--- YOUR TASK ---
Render the rows as a numbered list with blank lines omitted, beginning at the line containing "The rocky outcrop" and continuing through the end of the rows.
--- begin RECORDED DATA ---
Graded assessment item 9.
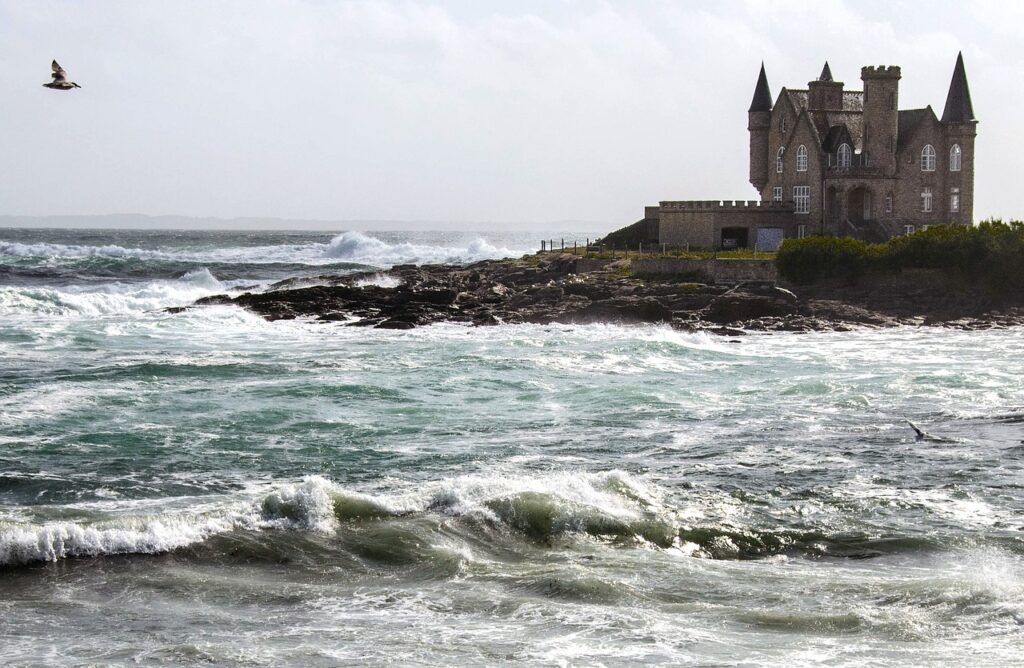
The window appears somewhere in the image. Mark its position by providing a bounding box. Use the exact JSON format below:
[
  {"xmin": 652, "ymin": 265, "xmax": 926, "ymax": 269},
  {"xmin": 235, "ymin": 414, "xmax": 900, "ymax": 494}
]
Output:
[
  {"xmin": 793, "ymin": 185, "xmax": 811, "ymax": 213},
  {"xmin": 949, "ymin": 143, "xmax": 963, "ymax": 172},
  {"xmin": 836, "ymin": 143, "xmax": 853, "ymax": 167},
  {"xmin": 797, "ymin": 144, "xmax": 807, "ymax": 172},
  {"xmin": 921, "ymin": 143, "xmax": 935, "ymax": 172}
]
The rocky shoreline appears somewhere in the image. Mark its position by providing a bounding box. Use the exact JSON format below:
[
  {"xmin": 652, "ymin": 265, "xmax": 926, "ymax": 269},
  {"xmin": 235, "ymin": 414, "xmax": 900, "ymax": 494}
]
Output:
[{"xmin": 196, "ymin": 254, "xmax": 1024, "ymax": 335}]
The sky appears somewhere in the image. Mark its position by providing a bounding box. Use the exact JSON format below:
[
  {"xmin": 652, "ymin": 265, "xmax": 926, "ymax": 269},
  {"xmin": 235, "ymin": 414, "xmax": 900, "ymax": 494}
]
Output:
[{"xmin": 0, "ymin": 0, "xmax": 1024, "ymax": 229}]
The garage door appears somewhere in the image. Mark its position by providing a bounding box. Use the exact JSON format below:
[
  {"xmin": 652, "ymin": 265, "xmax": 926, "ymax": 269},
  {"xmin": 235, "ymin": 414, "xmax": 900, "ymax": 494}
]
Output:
[{"xmin": 756, "ymin": 227, "xmax": 784, "ymax": 251}]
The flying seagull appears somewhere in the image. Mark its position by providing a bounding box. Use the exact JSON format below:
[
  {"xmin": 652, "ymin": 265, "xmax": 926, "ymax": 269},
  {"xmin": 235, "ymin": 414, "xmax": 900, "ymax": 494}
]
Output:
[{"xmin": 43, "ymin": 60, "xmax": 81, "ymax": 90}]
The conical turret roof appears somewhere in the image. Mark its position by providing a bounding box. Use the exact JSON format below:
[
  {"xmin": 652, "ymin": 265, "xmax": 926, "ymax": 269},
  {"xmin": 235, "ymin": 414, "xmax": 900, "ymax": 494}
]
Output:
[
  {"xmin": 746, "ymin": 62, "xmax": 771, "ymax": 112},
  {"xmin": 942, "ymin": 52, "xmax": 976, "ymax": 123}
]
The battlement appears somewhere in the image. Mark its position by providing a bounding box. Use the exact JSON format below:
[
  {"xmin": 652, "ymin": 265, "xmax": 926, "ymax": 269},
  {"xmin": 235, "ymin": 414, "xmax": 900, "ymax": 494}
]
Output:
[
  {"xmin": 658, "ymin": 200, "xmax": 793, "ymax": 212},
  {"xmin": 860, "ymin": 65, "xmax": 900, "ymax": 79}
]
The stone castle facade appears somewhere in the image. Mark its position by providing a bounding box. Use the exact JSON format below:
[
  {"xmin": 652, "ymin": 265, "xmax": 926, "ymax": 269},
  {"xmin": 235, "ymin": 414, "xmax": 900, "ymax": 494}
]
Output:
[{"xmin": 624, "ymin": 55, "xmax": 978, "ymax": 250}]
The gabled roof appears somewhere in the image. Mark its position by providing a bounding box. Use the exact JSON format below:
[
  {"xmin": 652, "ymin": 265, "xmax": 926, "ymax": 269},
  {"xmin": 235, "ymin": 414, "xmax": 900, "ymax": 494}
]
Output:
[
  {"xmin": 942, "ymin": 52, "xmax": 977, "ymax": 123},
  {"xmin": 746, "ymin": 62, "xmax": 771, "ymax": 112},
  {"xmin": 821, "ymin": 112, "xmax": 864, "ymax": 153}
]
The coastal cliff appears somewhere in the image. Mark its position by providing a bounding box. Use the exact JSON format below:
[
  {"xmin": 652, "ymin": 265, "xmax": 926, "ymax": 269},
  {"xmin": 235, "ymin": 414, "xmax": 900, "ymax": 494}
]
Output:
[{"xmin": 196, "ymin": 254, "xmax": 1024, "ymax": 334}]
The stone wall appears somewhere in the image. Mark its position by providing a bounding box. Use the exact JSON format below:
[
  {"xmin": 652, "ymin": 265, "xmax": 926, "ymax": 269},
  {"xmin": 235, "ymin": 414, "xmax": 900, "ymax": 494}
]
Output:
[
  {"xmin": 658, "ymin": 200, "xmax": 806, "ymax": 250},
  {"xmin": 630, "ymin": 257, "xmax": 778, "ymax": 284}
]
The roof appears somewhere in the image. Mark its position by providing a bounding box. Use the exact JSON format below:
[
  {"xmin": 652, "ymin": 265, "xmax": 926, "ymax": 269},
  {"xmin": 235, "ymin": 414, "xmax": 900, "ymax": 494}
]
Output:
[
  {"xmin": 896, "ymin": 107, "xmax": 935, "ymax": 149},
  {"xmin": 784, "ymin": 87, "xmax": 864, "ymax": 152},
  {"xmin": 746, "ymin": 62, "xmax": 771, "ymax": 112},
  {"xmin": 942, "ymin": 53, "xmax": 977, "ymax": 123}
]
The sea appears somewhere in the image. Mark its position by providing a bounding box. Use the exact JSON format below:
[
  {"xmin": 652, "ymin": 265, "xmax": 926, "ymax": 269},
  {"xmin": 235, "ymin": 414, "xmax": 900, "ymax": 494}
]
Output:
[{"xmin": 0, "ymin": 229, "xmax": 1024, "ymax": 666}]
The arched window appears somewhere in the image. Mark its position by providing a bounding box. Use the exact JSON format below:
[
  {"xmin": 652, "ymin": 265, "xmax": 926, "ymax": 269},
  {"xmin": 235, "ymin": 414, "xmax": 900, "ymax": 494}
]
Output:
[
  {"xmin": 921, "ymin": 143, "xmax": 935, "ymax": 172},
  {"xmin": 836, "ymin": 143, "xmax": 853, "ymax": 167},
  {"xmin": 797, "ymin": 144, "xmax": 807, "ymax": 172},
  {"xmin": 949, "ymin": 143, "xmax": 964, "ymax": 172}
]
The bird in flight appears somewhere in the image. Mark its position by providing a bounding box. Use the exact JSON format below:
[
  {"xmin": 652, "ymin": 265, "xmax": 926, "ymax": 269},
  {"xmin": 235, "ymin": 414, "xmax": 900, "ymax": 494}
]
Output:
[{"xmin": 43, "ymin": 60, "xmax": 81, "ymax": 90}]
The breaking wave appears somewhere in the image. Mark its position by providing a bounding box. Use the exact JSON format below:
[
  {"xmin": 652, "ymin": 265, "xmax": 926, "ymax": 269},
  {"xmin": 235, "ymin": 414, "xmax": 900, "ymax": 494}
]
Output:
[
  {"xmin": 0, "ymin": 471, "xmax": 1007, "ymax": 566},
  {"xmin": 325, "ymin": 232, "xmax": 528, "ymax": 267},
  {"xmin": 0, "ymin": 267, "xmax": 234, "ymax": 318}
]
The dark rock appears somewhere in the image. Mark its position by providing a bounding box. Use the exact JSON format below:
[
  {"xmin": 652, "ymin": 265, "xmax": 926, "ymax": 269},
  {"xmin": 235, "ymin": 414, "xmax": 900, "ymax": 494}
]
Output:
[{"xmin": 186, "ymin": 254, "xmax": 1024, "ymax": 335}]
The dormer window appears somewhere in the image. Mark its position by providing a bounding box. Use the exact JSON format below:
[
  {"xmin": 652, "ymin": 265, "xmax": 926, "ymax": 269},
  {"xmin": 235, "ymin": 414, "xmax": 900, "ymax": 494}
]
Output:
[
  {"xmin": 836, "ymin": 143, "xmax": 853, "ymax": 169},
  {"xmin": 921, "ymin": 143, "xmax": 935, "ymax": 172},
  {"xmin": 949, "ymin": 143, "xmax": 964, "ymax": 172}
]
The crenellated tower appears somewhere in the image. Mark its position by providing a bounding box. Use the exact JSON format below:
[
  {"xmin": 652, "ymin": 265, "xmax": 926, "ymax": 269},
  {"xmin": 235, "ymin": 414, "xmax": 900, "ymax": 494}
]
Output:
[
  {"xmin": 860, "ymin": 66, "xmax": 900, "ymax": 176},
  {"xmin": 746, "ymin": 62, "xmax": 772, "ymax": 193}
]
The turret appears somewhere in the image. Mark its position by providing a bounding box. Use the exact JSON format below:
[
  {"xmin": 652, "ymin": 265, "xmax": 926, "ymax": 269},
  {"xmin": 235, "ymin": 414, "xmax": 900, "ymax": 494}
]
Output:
[
  {"xmin": 746, "ymin": 62, "xmax": 771, "ymax": 193},
  {"xmin": 939, "ymin": 53, "xmax": 978, "ymax": 223},
  {"xmin": 860, "ymin": 66, "xmax": 900, "ymax": 175},
  {"xmin": 807, "ymin": 60, "xmax": 843, "ymax": 112}
]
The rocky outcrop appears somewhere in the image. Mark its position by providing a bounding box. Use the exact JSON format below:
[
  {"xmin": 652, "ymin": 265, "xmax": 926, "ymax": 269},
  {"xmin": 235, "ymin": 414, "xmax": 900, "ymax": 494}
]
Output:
[{"xmin": 196, "ymin": 254, "xmax": 1024, "ymax": 334}]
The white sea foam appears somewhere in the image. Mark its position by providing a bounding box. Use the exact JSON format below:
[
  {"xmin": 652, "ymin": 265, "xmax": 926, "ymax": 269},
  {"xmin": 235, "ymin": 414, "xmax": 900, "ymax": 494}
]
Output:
--- end RECORDED DATA ---
--- OUTPUT OF THE TASK ---
1. The rocky outcrop appears somewhere in the image. Mark its position by providing a bounding box. Use the exact JSON format below:
2. [
3.   {"xmin": 652, "ymin": 265, "xmax": 926, "ymax": 269},
4.   {"xmin": 235, "ymin": 414, "xmax": 900, "ymax": 494}
5. ]
6. Output:
7. [{"xmin": 196, "ymin": 254, "xmax": 1024, "ymax": 334}]
8. The white sea foam appears somewhere in the image. Mark its position by providing a bounding box. Use the exact JSON format below:
9. [
10.   {"xmin": 652, "ymin": 265, "xmax": 926, "ymax": 269},
11.   {"xmin": 235, "ymin": 414, "xmax": 900, "ymax": 494}
12. ]
13. Output:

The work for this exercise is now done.